### TEXT BLOCK
::::::::::

# Terminations  "ą"  and "om"



## Stardusd

I still have this doubt in Polish language when using a word. 
Please follow my explanation below:

Nogą kopnął drzwi. Szablą zabił człowieka. Siekierom zabił kurę.
Note- the last ( siekierom) I saw in a book. I don't think it is well written, so I post it here.

Przypatrywał się nogom . SalutowaŁ kolegom.

I would like to know any other case ( possibility) when I must use the termination "om", which I consider the more difficult of the both.
Thanks!


----------



## platynaa

Hello,

the ending "ą" is used in singular, the ending "om" in plural, e.g. Jestem dziewczyną (I'm a girl) but Przyglądam się tym dziewczynom (I'm looking at these girls).

Regards and good luck 

P.S. Siekierom zabił kurę - it should be siekerą, because it was only one axe.


----------



## guniang

Hello,
'Siekierom zabił kurę' is incorrect.It should be 'Siekierą zabił kurę' . 'Siekierom' might be a styllistic manipulation, for example in order to imply that the speaker comes from countryside.


----------



## Stardusd

OK. 
Now it appears Dead Easy!
About " siekierom" it may be possible, because it was written by an immigrant.
Thanks! for platynaa #2 and guniang#3.


----------



## majlo

I don't think it's entirely about number.

If you want to use the Dative (in plural), use -om. 

_Przyglądam się kur*om*.

::::::::::

### EXERCISE REQUIREMENTS
Copy the stretch of the thread from "Please follow my" through "of the both.", changing "termination" to "ending". The entries after the thread are separate material.

[Records from a collection]
::::::::::

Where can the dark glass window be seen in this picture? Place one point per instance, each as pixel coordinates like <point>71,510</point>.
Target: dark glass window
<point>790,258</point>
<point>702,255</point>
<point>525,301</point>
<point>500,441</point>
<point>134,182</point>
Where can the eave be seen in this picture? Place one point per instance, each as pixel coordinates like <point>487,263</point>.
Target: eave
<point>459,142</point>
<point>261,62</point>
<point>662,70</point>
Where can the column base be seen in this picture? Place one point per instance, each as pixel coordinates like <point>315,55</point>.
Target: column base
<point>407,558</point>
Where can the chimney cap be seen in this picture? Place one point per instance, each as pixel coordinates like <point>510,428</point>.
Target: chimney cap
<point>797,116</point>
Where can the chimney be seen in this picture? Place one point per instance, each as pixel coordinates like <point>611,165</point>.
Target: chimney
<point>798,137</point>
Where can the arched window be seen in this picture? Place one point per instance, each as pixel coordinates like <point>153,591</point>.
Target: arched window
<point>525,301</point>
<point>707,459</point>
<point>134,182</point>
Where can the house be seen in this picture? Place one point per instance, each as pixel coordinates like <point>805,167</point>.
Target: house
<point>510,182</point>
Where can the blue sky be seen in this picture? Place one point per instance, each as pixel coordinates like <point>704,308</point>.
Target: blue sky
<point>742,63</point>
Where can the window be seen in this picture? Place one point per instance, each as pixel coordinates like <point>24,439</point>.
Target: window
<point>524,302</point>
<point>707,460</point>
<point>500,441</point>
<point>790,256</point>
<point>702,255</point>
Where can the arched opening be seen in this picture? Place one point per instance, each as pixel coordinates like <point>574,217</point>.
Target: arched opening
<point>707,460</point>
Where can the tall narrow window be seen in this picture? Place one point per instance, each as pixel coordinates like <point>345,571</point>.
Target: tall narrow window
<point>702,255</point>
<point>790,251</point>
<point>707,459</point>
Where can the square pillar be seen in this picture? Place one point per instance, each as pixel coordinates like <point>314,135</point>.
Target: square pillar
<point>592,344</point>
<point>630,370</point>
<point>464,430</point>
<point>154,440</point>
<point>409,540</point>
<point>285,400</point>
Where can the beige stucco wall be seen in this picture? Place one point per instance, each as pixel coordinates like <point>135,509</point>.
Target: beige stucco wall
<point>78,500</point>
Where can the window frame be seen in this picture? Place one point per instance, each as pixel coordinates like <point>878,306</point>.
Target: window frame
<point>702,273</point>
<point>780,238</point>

::::::::::

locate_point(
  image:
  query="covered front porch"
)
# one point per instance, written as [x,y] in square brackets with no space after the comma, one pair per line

::::::::::

### RESPONSE
Please follow my explanation below:

Nogą kopnął drzwi. Szablą zabił człowieka. Siekierom zabił kurę.
Note- the last ( siekierom) I saw in a book. I don't think it is well written, so I post it here.

Przypatrywał się nogom . SalutowaŁ kolegom.

I would like to know any other case ( possibility) when I must use the ending "om", which I consider the more difficult of the both.